## BEGIN RECORDS SUPPLIED

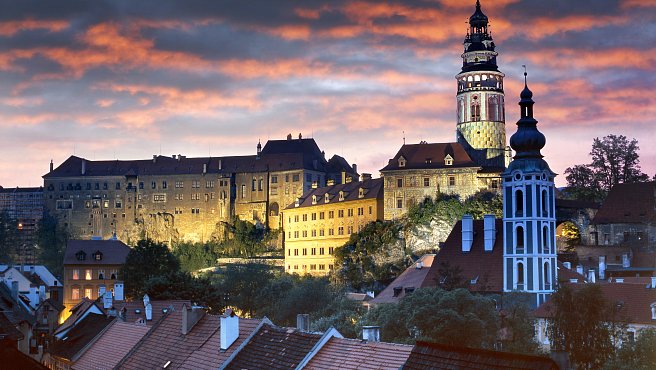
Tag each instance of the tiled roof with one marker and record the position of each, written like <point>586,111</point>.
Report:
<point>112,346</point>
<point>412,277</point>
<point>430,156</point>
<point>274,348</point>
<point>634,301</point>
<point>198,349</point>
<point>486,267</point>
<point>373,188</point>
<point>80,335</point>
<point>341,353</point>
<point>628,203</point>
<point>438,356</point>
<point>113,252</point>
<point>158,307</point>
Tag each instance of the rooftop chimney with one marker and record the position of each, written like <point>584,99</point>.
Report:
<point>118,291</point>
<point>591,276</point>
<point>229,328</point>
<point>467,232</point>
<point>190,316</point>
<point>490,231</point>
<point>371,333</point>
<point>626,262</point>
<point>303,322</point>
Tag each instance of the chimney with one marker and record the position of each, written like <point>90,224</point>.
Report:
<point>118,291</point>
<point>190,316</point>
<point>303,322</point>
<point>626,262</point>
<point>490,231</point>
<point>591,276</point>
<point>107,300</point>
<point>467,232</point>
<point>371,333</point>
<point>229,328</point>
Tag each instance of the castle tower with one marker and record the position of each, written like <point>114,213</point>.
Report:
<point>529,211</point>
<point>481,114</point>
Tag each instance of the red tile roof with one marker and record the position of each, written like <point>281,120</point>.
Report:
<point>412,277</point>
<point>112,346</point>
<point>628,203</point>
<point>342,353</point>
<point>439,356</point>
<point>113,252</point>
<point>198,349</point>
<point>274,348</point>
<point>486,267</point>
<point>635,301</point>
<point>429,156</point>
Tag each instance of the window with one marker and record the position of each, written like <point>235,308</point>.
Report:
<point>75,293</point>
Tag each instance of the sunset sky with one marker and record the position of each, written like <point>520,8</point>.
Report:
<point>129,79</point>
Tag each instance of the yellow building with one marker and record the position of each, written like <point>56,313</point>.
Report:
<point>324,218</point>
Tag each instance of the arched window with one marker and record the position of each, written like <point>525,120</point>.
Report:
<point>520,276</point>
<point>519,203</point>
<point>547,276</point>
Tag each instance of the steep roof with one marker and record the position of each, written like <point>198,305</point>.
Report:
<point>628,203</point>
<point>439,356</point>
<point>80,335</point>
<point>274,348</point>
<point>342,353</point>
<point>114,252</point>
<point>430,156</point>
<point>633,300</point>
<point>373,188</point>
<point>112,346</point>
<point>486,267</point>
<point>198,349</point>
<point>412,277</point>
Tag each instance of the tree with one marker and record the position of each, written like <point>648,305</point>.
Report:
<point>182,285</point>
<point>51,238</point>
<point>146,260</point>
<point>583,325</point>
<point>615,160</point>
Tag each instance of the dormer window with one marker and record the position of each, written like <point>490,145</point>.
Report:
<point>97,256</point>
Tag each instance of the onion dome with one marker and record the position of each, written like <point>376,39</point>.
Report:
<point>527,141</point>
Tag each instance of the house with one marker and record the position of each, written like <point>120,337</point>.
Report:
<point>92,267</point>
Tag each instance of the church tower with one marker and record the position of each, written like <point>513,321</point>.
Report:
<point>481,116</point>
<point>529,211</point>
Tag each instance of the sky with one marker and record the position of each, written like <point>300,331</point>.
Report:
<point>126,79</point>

## END RECORDS SUPPLIED

TASK TO CARRY OUT: Rewrite the part of the listing that opens with the line containing "Tag each instance of the dormer" and closes with the line containing "<point>97,256</point>", switching "marker" to "pin" and leaving everything else unchanged. Give only that part.

SOLUTION BELOW:
Tag each instance of the dormer window with one pin and record the position of each, written like <point>490,145</point>.
Report:
<point>97,256</point>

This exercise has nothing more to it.